_Work instructions:_
Retype the line with "One point per instance, each like (181, 84)." in it, then each line after it to the end of the data, word for word.

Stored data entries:

'''

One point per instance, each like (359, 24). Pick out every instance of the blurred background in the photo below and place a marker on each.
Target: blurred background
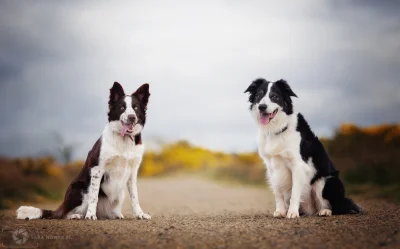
(58, 61)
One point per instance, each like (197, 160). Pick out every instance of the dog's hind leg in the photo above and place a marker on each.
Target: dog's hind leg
(117, 206)
(323, 205)
(96, 173)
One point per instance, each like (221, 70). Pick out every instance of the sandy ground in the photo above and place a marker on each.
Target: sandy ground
(197, 213)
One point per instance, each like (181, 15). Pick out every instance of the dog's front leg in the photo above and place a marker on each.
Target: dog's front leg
(299, 181)
(96, 173)
(133, 193)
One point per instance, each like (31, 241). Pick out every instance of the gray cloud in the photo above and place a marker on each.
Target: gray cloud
(57, 62)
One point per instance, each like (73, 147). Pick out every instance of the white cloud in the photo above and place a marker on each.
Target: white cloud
(342, 60)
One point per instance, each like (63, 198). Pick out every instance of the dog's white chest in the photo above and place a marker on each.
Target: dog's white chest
(116, 175)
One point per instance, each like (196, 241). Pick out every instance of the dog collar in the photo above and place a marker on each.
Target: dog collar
(281, 131)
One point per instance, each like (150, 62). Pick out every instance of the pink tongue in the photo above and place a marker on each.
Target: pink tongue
(265, 119)
(124, 129)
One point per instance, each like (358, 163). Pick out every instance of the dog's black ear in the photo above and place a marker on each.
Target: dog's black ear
(143, 94)
(116, 92)
(255, 85)
(284, 86)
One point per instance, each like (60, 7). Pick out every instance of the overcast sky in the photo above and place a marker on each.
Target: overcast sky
(59, 59)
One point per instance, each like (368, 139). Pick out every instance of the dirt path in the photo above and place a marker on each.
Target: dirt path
(196, 213)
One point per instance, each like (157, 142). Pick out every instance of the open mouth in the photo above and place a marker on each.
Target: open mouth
(127, 128)
(265, 117)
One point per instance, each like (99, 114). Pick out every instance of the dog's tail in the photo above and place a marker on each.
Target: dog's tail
(32, 213)
(334, 192)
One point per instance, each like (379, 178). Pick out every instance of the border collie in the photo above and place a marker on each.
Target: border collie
(299, 171)
(113, 163)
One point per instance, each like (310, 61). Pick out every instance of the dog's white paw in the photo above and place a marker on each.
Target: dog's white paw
(292, 214)
(90, 216)
(75, 217)
(325, 212)
(279, 214)
(143, 216)
(119, 216)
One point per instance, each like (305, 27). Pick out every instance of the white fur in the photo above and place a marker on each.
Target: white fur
(288, 175)
(119, 161)
(28, 212)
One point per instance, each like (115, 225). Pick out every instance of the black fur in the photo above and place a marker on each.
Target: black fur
(140, 99)
(257, 90)
(312, 148)
(280, 93)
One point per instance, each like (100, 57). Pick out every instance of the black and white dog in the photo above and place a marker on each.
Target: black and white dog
(113, 163)
(299, 170)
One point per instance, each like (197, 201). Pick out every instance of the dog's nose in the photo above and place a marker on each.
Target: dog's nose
(131, 118)
(262, 107)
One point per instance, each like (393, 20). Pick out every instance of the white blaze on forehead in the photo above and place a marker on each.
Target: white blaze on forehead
(269, 89)
(266, 99)
(128, 101)
(129, 110)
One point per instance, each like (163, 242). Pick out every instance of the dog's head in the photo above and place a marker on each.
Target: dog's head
(127, 113)
(270, 101)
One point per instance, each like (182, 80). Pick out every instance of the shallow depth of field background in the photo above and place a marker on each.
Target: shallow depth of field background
(58, 61)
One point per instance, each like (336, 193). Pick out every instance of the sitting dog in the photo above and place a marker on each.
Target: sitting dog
(299, 171)
(98, 191)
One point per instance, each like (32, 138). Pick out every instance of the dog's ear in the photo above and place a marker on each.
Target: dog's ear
(255, 85)
(284, 86)
(116, 92)
(143, 94)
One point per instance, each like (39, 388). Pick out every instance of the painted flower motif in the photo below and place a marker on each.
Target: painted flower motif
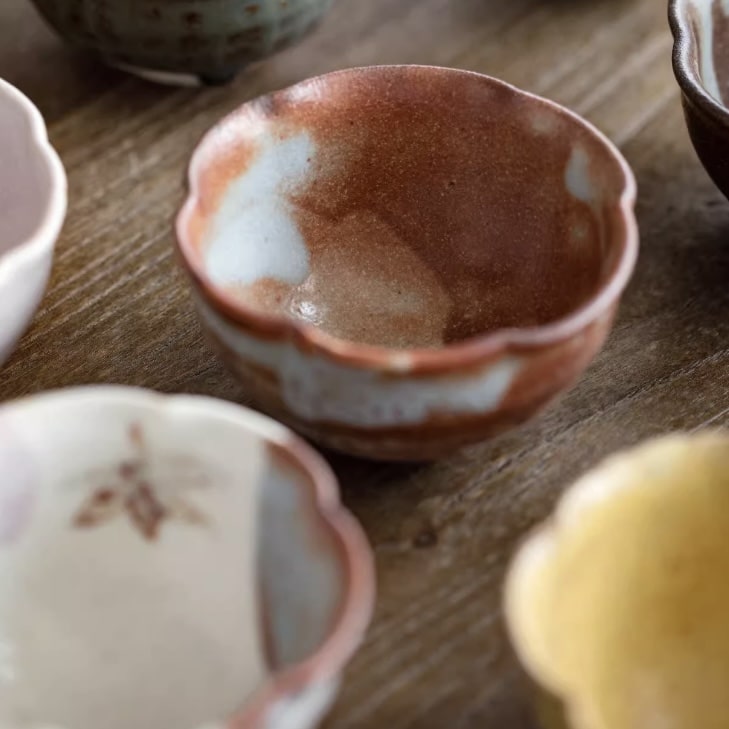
(149, 491)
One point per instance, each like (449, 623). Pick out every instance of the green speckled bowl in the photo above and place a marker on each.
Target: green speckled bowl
(179, 40)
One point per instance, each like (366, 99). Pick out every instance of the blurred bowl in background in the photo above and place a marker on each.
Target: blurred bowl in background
(173, 42)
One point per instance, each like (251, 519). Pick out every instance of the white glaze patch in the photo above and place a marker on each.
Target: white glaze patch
(303, 710)
(577, 176)
(316, 389)
(704, 10)
(254, 235)
(542, 122)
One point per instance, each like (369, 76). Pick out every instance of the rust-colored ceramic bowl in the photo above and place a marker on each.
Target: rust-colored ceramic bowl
(618, 607)
(701, 65)
(398, 261)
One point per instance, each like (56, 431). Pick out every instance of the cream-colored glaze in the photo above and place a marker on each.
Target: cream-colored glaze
(620, 605)
(100, 627)
(32, 209)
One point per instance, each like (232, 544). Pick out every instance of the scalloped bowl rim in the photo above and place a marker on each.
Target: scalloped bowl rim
(452, 356)
(44, 236)
(688, 77)
(357, 605)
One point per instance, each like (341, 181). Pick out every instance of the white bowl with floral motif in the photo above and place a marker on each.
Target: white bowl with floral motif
(170, 563)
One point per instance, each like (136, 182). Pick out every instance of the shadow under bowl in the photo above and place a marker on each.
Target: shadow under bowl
(402, 260)
(701, 66)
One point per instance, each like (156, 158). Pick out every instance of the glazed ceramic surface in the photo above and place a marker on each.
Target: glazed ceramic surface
(701, 65)
(169, 562)
(398, 261)
(32, 208)
(169, 41)
(619, 605)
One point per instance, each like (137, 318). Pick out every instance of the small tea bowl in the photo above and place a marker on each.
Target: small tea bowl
(206, 41)
(32, 209)
(618, 607)
(701, 66)
(170, 562)
(399, 261)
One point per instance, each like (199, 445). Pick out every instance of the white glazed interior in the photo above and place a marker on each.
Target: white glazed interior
(111, 618)
(32, 208)
(700, 17)
(285, 221)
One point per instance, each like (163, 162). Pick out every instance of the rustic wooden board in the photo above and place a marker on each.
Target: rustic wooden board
(118, 309)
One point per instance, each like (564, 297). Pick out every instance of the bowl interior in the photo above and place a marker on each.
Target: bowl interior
(157, 564)
(405, 207)
(623, 610)
(26, 186)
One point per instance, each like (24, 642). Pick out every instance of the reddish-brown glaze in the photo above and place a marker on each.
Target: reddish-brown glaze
(436, 209)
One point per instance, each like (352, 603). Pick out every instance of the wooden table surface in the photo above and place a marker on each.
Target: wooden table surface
(118, 309)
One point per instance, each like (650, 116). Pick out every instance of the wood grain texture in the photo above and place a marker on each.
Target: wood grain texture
(118, 309)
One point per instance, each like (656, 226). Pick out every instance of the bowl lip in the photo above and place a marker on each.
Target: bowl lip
(469, 353)
(687, 72)
(357, 603)
(43, 239)
(535, 550)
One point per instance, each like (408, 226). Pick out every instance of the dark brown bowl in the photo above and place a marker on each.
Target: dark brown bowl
(399, 261)
(701, 65)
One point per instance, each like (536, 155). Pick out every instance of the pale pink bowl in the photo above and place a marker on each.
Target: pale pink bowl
(32, 209)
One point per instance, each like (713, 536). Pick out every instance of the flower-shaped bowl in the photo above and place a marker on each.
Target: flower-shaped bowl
(398, 261)
(32, 209)
(618, 607)
(170, 562)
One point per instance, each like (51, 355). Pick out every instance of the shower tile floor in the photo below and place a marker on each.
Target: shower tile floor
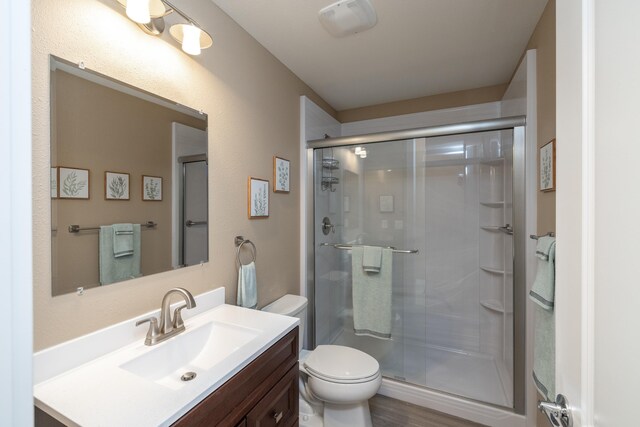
(474, 376)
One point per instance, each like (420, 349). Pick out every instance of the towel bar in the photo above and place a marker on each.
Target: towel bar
(74, 228)
(347, 247)
(550, 234)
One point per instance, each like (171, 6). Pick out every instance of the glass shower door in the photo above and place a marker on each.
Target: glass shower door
(450, 198)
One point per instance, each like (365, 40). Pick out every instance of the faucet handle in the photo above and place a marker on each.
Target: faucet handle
(153, 331)
(177, 317)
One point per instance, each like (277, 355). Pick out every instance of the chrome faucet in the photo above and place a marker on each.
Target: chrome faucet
(168, 326)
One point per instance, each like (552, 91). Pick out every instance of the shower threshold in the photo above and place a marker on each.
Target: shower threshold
(469, 375)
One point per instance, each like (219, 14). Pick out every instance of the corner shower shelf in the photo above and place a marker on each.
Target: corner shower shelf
(493, 305)
(492, 270)
(492, 162)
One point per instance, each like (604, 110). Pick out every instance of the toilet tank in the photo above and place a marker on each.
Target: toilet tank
(294, 306)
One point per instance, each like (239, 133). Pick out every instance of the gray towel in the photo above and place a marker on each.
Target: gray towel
(371, 259)
(372, 295)
(114, 269)
(122, 240)
(543, 289)
(543, 294)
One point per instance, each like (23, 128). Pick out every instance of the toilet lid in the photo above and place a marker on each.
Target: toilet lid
(341, 364)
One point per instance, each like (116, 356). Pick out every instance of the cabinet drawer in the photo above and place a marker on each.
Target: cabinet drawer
(280, 406)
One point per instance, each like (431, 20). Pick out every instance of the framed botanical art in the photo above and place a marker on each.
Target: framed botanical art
(281, 174)
(54, 183)
(116, 186)
(151, 188)
(73, 183)
(548, 166)
(258, 198)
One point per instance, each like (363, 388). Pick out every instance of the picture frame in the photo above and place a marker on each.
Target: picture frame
(73, 183)
(257, 198)
(386, 204)
(281, 174)
(116, 186)
(151, 188)
(547, 157)
(54, 182)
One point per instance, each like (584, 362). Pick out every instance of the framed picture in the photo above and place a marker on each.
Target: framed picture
(151, 188)
(73, 183)
(280, 175)
(258, 198)
(548, 166)
(116, 185)
(54, 183)
(386, 203)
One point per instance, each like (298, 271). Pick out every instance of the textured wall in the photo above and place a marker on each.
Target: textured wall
(101, 129)
(253, 105)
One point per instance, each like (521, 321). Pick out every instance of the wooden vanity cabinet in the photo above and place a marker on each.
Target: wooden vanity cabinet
(264, 393)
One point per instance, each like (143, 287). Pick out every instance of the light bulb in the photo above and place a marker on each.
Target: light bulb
(191, 39)
(138, 11)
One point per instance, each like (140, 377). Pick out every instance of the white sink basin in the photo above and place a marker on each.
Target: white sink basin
(195, 350)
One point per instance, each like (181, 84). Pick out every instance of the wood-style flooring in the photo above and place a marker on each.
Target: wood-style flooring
(388, 412)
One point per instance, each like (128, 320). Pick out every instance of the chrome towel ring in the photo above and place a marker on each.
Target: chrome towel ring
(240, 242)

'''

_Exercise response:_
One point per instance, each like (181, 84). Pick out every instance of the wood-style flooring in the photo above and place a marker on each.
Target: wood-style flooring
(388, 412)
One point per instance, each like (128, 320). Pick out every instance of the chrome towel ring in the photo above and place a marker on each.
Target: chrome towel ring
(240, 242)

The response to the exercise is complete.